> [What the task asks] Copy out every line of the data where the word "sari" is found.

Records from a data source
§

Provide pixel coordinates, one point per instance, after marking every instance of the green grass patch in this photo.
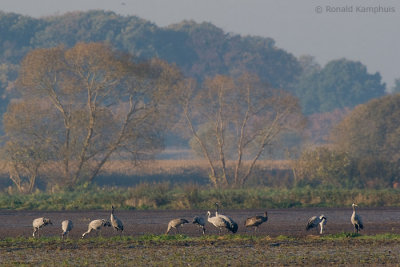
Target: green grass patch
(163, 196)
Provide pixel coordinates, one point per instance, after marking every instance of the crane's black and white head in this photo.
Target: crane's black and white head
(106, 223)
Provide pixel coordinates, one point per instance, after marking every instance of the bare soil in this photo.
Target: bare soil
(288, 222)
(304, 249)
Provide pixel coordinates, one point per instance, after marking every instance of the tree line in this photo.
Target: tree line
(76, 105)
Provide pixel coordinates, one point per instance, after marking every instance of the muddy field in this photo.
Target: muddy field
(297, 248)
(288, 222)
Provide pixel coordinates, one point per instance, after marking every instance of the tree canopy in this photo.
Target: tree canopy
(340, 84)
(84, 105)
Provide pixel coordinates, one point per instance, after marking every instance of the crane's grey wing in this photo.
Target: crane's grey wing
(312, 222)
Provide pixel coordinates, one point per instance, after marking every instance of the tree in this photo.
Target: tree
(236, 120)
(341, 83)
(97, 103)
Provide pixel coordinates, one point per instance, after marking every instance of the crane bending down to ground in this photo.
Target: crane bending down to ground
(233, 226)
(256, 221)
(176, 223)
(66, 226)
(96, 225)
(218, 222)
(200, 222)
(356, 220)
(314, 221)
(115, 222)
(39, 223)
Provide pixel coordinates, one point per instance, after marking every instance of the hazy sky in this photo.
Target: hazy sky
(364, 30)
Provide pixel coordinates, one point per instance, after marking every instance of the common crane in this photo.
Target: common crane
(176, 223)
(314, 221)
(356, 219)
(232, 224)
(115, 221)
(218, 222)
(256, 221)
(39, 223)
(96, 225)
(200, 222)
(66, 226)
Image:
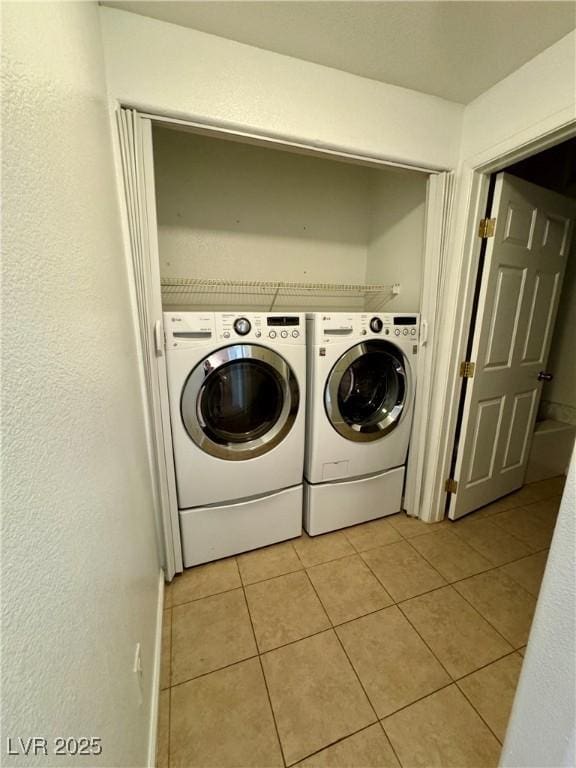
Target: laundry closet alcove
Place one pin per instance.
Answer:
(220, 219)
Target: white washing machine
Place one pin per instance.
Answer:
(361, 382)
(236, 386)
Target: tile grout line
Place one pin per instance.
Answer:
(469, 603)
(282, 755)
(454, 681)
(333, 629)
(333, 625)
(472, 703)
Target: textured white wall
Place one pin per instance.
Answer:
(79, 564)
(177, 71)
(542, 728)
(535, 99)
(396, 245)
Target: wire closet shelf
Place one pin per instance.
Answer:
(203, 292)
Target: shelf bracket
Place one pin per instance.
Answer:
(274, 297)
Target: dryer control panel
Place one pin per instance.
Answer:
(335, 327)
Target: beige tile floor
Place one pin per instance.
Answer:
(328, 651)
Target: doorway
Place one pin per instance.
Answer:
(513, 430)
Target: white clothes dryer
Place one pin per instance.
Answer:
(361, 384)
(236, 385)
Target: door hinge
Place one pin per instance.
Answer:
(467, 370)
(451, 485)
(486, 228)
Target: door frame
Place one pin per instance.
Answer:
(438, 210)
(464, 255)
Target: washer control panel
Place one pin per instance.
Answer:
(188, 329)
(261, 327)
(335, 327)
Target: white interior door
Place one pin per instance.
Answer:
(521, 280)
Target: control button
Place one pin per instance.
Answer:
(242, 326)
(376, 324)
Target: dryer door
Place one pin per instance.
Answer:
(240, 402)
(367, 391)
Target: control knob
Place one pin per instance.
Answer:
(242, 326)
(376, 324)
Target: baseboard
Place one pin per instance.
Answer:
(155, 693)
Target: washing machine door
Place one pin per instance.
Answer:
(240, 402)
(366, 392)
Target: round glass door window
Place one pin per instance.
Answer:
(366, 391)
(240, 402)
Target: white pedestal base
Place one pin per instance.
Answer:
(330, 506)
(210, 533)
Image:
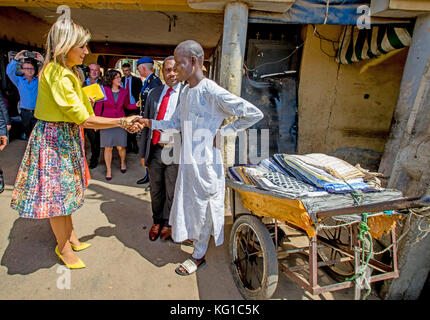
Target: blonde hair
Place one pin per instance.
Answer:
(62, 37)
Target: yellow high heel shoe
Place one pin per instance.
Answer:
(83, 246)
(77, 265)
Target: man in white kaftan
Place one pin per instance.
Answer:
(198, 205)
(200, 185)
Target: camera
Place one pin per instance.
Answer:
(30, 54)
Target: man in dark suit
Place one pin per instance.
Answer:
(145, 66)
(93, 135)
(161, 103)
(133, 85)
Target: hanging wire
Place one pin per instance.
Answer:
(315, 33)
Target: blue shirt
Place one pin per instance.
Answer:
(132, 100)
(27, 91)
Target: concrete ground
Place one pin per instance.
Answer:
(122, 262)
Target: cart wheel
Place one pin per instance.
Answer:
(254, 262)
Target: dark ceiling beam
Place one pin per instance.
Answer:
(137, 50)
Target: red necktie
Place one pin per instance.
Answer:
(161, 112)
(127, 85)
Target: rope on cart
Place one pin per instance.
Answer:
(363, 232)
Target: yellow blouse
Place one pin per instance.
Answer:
(60, 97)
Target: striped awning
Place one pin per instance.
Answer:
(357, 45)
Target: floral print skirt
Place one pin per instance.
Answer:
(52, 176)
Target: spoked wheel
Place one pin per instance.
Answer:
(254, 262)
(341, 270)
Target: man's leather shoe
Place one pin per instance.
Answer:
(143, 180)
(154, 232)
(166, 233)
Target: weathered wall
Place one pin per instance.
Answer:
(342, 112)
(21, 27)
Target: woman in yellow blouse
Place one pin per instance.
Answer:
(52, 176)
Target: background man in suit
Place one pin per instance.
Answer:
(145, 66)
(133, 85)
(160, 105)
(27, 84)
(93, 135)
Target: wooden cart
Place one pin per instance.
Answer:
(257, 250)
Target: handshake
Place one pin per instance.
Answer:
(134, 124)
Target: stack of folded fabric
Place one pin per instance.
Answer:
(272, 181)
(303, 175)
(314, 169)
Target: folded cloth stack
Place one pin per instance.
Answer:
(347, 179)
(272, 181)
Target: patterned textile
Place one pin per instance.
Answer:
(289, 183)
(319, 177)
(271, 165)
(51, 179)
(335, 166)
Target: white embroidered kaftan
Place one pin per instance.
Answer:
(200, 185)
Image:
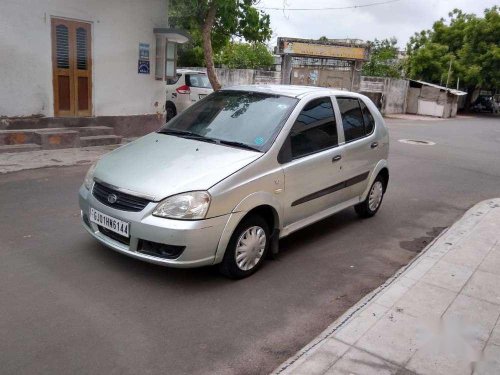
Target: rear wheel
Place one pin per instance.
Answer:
(247, 248)
(371, 204)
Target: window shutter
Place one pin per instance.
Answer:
(62, 46)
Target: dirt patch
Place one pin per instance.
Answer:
(418, 244)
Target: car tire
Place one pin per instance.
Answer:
(243, 259)
(373, 201)
(170, 110)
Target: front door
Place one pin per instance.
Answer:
(71, 68)
(313, 171)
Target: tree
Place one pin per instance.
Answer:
(466, 45)
(215, 22)
(383, 59)
(245, 56)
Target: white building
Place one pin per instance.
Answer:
(100, 61)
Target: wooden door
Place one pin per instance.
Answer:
(71, 68)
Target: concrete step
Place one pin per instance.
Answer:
(87, 131)
(54, 138)
(19, 148)
(100, 140)
(16, 137)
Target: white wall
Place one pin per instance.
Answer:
(117, 28)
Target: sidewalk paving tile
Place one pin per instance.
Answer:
(320, 360)
(394, 337)
(361, 323)
(492, 261)
(448, 275)
(473, 317)
(490, 363)
(495, 335)
(420, 268)
(360, 362)
(445, 358)
(425, 301)
(484, 285)
(389, 296)
(466, 255)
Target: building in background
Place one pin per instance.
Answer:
(335, 63)
(428, 99)
(83, 63)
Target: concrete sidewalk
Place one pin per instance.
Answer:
(19, 161)
(438, 315)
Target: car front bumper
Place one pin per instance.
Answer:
(200, 238)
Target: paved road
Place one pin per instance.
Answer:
(69, 305)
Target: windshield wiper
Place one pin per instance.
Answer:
(181, 133)
(237, 144)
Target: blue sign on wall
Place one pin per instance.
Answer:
(143, 51)
(143, 67)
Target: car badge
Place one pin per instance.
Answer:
(112, 198)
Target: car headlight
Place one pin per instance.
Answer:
(185, 206)
(89, 177)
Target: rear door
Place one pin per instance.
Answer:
(360, 153)
(311, 162)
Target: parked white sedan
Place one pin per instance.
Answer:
(186, 89)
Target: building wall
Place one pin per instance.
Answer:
(117, 28)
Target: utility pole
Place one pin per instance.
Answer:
(449, 73)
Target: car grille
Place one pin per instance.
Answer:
(124, 202)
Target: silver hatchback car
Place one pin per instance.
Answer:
(222, 182)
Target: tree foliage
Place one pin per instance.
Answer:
(383, 59)
(245, 56)
(212, 24)
(469, 42)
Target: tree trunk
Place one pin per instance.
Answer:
(207, 46)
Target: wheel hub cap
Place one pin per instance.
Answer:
(250, 248)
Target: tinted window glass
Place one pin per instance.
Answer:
(250, 118)
(198, 80)
(315, 129)
(368, 118)
(352, 118)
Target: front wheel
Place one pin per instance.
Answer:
(247, 248)
(371, 204)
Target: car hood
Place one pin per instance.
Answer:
(160, 165)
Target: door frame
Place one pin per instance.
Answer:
(73, 72)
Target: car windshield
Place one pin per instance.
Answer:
(198, 80)
(236, 118)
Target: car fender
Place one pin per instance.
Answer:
(247, 204)
(380, 165)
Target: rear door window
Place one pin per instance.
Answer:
(352, 118)
(315, 128)
(198, 80)
(368, 118)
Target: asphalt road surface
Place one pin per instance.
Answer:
(69, 305)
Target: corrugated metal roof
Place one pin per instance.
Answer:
(451, 91)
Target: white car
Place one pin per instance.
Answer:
(186, 89)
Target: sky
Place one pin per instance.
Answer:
(401, 18)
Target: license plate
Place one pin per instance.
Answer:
(108, 222)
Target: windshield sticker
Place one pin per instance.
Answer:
(259, 141)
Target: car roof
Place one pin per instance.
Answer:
(294, 91)
(190, 71)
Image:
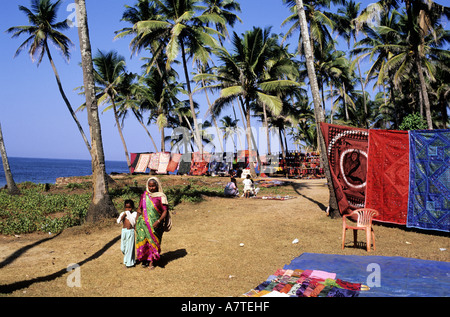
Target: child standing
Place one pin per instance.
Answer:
(128, 217)
(248, 186)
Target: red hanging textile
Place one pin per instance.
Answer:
(388, 175)
(347, 156)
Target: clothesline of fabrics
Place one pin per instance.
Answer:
(405, 175)
(305, 283)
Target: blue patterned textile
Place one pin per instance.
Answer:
(429, 180)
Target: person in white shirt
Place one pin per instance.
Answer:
(248, 187)
(127, 245)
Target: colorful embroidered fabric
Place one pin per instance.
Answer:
(164, 159)
(347, 156)
(305, 283)
(429, 180)
(173, 163)
(388, 175)
(154, 161)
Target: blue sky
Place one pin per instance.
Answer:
(35, 121)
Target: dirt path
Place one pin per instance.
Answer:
(219, 247)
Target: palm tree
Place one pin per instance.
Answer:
(12, 187)
(158, 93)
(109, 72)
(177, 29)
(347, 26)
(223, 9)
(101, 205)
(334, 211)
(243, 76)
(230, 129)
(44, 28)
(377, 45)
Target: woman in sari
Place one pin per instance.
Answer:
(149, 225)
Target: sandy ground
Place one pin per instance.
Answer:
(217, 248)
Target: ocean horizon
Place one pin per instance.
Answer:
(47, 170)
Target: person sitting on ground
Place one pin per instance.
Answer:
(231, 189)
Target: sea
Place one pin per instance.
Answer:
(46, 171)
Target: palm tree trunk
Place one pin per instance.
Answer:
(198, 139)
(266, 126)
(116, 117)
(12, 187)
(69, 106)
(101, 205)
(334, 211)
(249, 139)
(426, 100)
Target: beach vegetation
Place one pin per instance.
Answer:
(37, 210)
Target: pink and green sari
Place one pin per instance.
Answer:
(148, 239)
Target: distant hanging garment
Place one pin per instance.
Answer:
(347, 156)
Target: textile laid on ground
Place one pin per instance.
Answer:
(305, 283)
(386, 276)
(173, 163)
(429, 180)
(142, 163)
(387, 175)
(164, 159)
(278, 197)
(185, 164)
(347, 156)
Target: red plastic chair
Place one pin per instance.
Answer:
(363, 222)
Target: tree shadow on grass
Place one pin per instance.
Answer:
(170, 256)
(5, 289)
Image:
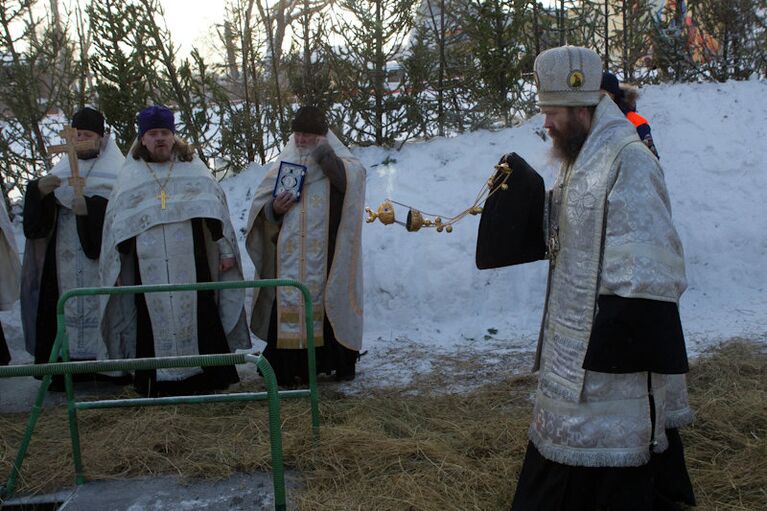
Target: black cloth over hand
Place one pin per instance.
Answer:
(631, 335)
(511, 226)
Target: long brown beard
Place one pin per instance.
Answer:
(569, 141)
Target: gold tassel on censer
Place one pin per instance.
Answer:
(417, 219)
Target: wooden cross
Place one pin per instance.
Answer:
(71, 147)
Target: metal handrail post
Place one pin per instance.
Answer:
(275, 431)
(61, 347)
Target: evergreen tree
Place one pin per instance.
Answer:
(373, 32)
(123, 78)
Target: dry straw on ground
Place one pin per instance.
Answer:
(401, 449)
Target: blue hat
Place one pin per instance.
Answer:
(155, 116)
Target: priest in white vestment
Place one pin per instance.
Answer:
(63, 244)
(611, 355)
(314, 237)
(10, 271)
(168, 223)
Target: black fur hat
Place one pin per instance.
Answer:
(89, 119)
(310, 119)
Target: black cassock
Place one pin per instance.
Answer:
(40, 215)
(629, 335)
(5, 354)
(210, 332)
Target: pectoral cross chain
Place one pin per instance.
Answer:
(162, 196)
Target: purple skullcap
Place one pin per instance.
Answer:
(153, 117)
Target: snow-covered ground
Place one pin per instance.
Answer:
(424, 296)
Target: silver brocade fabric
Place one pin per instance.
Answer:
(76, 270)
(610, 226)
(134, 208)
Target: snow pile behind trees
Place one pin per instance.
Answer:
(424, 287)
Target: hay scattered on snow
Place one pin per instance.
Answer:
(400, 449)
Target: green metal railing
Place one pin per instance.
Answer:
(67, 368)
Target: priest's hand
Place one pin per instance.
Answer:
(283, 203)
(47, 184)
(79, 206)
(226, 264)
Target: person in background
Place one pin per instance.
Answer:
(63, 245)
(10, 272)
(314, 238)
(625, 97)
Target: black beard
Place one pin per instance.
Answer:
(568, 143)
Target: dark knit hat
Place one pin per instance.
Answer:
(611, 84)
(89, 119)
(310, 119)
(153, 117)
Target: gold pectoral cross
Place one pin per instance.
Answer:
(71, 147)
(162, 196)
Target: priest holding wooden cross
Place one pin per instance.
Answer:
(168, 223)
(63, 219)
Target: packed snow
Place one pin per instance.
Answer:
(425, 297)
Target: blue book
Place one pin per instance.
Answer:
(290, 178)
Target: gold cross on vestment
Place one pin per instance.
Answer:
(162, 196)
(71, 147)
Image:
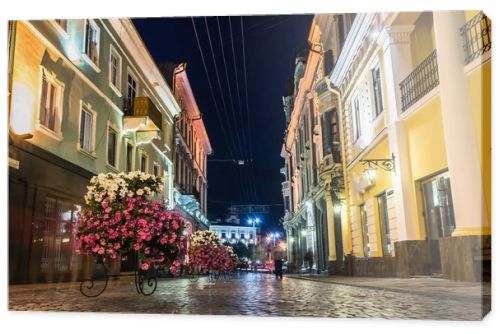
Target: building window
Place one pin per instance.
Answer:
(144, 162)
(130, 154)
(326, 131)
(115, 69)
(63, 24)
(356, 117)
(385, 230)
(364, 231)
(377, 91)
(50, 103)
(92, 41)
(132, 89)
(112, 141)
(87, 130)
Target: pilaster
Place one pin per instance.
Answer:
(464, 159)
(397, 60)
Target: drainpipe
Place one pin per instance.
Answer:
(12, 47)
(340, 111)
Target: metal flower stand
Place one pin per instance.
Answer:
(145, 280)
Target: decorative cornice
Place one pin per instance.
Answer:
(396, 34)
(352, 44)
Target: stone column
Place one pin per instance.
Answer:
(397, 64)
(464, 158)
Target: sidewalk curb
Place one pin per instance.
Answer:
(399, 290)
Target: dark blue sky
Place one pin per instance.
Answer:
(270, 44)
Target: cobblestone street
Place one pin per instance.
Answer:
(251, 294)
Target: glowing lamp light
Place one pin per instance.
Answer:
(22, 109)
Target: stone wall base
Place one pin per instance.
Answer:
(413, 258)
(364, 266)
(466, 258)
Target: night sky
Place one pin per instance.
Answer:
(254, 134)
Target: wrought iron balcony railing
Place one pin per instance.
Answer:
(477, 36)
(419, 82)
(142, 106)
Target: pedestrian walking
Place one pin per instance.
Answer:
(278, 263)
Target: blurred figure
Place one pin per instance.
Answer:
(278, 256)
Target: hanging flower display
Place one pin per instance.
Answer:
(120, 217)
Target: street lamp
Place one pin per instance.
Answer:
(274, 236)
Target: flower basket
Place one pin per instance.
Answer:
(122, 217)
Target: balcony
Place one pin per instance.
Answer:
(189, 191)
(419, 82)
(477, 37)
(141, 115)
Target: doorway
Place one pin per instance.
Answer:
(438, 214)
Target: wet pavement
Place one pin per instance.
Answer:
(249, 294)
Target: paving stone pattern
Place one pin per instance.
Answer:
(250, 294)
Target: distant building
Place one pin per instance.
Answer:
(234, 233)
(191, 149)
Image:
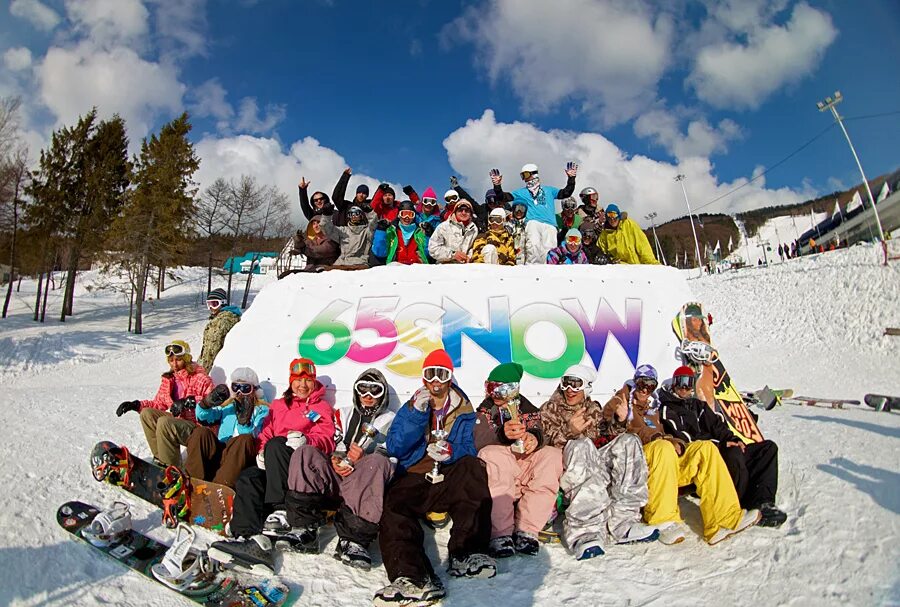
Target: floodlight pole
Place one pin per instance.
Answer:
(680, 179)
(829, 104)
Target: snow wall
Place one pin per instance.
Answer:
(547, 318)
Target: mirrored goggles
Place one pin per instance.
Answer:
(645, 385)
(242, 388)
(438, 374)
(571, 384)
(174, 350)
(372, 388)
(683, 381)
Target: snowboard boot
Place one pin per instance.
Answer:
(502, 547)
(771, 516)
(526, 543)
(254, 553)
(353, 554)
(410, 593)
(474, 565)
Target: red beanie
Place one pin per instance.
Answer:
(683, 370)
(438, 358)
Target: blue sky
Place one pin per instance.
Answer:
(414, 91)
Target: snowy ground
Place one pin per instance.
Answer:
(813, 324)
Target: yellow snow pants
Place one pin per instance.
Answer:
(702, 465)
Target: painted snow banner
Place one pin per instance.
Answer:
(546, 318)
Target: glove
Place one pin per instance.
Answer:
(178, 406)
(216, 398)
(128, 405)
(296, 439)
(421, 400)
(439, 451)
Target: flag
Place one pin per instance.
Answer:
(855, 202)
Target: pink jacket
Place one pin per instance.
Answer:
(196, 384)
(283, 418)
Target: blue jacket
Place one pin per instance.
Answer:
(227, 419)
(407, 438)
(542, 208)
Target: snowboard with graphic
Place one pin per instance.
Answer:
(139, 553)
(714, 385)
(210, 504)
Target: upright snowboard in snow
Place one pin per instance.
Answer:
(714, 385)
(139, 553)
(210, 504)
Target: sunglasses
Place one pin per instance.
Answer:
(571, 384)
(175, 350)
(645, 385)
(242, 388)
(438, 374)
(683, 382)
(372, 388)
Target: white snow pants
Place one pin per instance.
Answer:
(605, 488)
(539, 239)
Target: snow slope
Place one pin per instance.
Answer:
(813, 324)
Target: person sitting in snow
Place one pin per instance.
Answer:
(300, 417)
(168, 419)
(355, 476)
(434, 431)
(523, 473)
(605, 478)
(239, 412)
(753, 467)
(674, 463)
(222, 319)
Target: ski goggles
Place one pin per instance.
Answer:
(372, 388)
(242, 388)
(645, 385)
(571, 383)
(176, 350)
(438, 374)
(683, 382)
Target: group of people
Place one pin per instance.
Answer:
(502, 469)
(507, 228)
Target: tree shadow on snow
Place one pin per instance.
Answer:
(868, 427)
(879, 483)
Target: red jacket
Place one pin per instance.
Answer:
(196, 384)
(283, 419)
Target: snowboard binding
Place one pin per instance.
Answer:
(112, 464)
(176, 493)
(110, 526)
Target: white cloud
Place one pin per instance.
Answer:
(742, 75)
(17, 59)
(37, 13)
(701, 138)
(639, 184)
(606, 56)
(108, 23)
(72, 80)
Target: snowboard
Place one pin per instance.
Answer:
(714, 385)
(881, 402)
(210, 504)
(139, 553)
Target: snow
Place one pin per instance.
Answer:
(814, 324)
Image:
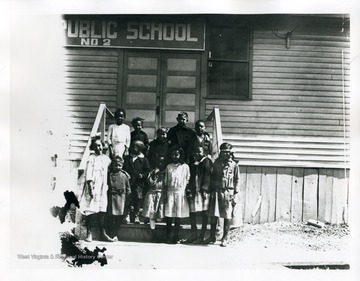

§

> [Response]
Target: woman in sari
Target: pink and green sari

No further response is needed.